* [What needs to be done]: Reproduce every entry exactly.

[Point labeling examples]

-- -- --

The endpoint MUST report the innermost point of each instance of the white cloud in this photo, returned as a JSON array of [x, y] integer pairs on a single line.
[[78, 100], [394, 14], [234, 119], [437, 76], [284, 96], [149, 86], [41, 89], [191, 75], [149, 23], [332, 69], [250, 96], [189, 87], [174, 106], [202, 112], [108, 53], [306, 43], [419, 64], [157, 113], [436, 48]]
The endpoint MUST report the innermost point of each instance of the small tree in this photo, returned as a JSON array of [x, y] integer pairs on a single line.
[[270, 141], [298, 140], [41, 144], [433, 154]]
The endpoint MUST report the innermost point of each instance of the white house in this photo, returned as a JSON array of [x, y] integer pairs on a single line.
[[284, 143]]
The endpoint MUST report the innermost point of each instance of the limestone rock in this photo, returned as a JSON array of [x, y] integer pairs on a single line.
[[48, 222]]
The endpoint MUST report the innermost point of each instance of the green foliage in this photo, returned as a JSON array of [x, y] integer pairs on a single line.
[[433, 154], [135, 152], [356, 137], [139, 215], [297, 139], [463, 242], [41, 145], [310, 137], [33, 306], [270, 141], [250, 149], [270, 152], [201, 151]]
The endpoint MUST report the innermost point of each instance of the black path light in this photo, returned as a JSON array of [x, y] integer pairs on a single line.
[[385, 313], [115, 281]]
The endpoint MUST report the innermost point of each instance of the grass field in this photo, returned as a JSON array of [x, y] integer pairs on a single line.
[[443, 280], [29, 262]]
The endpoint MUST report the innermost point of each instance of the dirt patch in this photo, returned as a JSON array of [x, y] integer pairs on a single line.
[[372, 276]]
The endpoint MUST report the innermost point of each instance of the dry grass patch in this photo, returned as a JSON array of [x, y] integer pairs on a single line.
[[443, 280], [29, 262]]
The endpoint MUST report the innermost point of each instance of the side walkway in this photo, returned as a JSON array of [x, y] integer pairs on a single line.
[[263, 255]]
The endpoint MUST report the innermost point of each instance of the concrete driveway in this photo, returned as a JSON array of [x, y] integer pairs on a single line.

-- -- --

* [Answer below]:
The endpoint MUST report the innermost point of each instance of the white cloud in this photo, returned as a JSON array of [x, y] integer pairs on a single line.
[[78, 100], [394, 14], [234, 119], [437, 76], [284, 96], [149, 86], [41, 89], [191, 75], [149, 23], [332, 69], [250, 96], [189, 87], [174, 106], [202, 112], [108, 53], [306, 43], [419, 64], [157, 113], [436, 48]]
The endpoint MUST report the innermost point of each instance of the small tree in this photo, returned as a JSON array of [x, y] integer pairs on a single line.
[[270, 141], [298, 140], [41, 144], [433, 154]]
The endpoint MUST report the innermost point of each instance of the white house in this photo, returned as a JSON array of [x, y] integer pairs on a single line.
[[284, 143]]
The endpoint MUST report the innermost point of each instance of the limestone rock in this photo, returned as a JSON array of [x, y] integer pairs on a single line.
[[48, 222]]
The endpoint MUST report the innermost point of each instance of the green foliage in this photo, returned as a JSON array of [x, y] integer pairs on a single line.
[[433, 154], [135, 152], [356, 137], [139, 215], [297, 139], [463, 242], [41, 145], [310, 137], [33, 306], [270, 141], [250, 149], [270, 152], [201, 151]]
The endpoint MUST report the innermost point of each instance of the black path light in this photo, returned as a JSON array of [x, y] integer pairs on a single line.
[[385, 313], [115, 281]]
The endpoint MUST report the innermost point of each instance of the grass field in this photo, returned as a JSON array of [x, y] integer pairs on a single line.
[[443, 280], [29, 262]]
The endpoint MUST report the innermost point of each instance of the dirt patch in this photo, returned as a JSON array of [x, y] integer pairs on a single line.
[[372, 276]]
The endpoint MUST report the innermost point of each instance of the dry grass patch in this photo, returned as a JSON array of [x, y] integer pairs on a single line.
[[443, 280], [29, 262]]
The endpoint MUST report the innermost point of each instance of the side walkway in this photo, returned as a JSON array of [x, y] integer pairs on a single line.
[[263, 255]]
The endpoint MUST report the innermost point of each instance of the concrete driveway in this photo, returned as a JSON array of [x, y] integer pairs on a single line.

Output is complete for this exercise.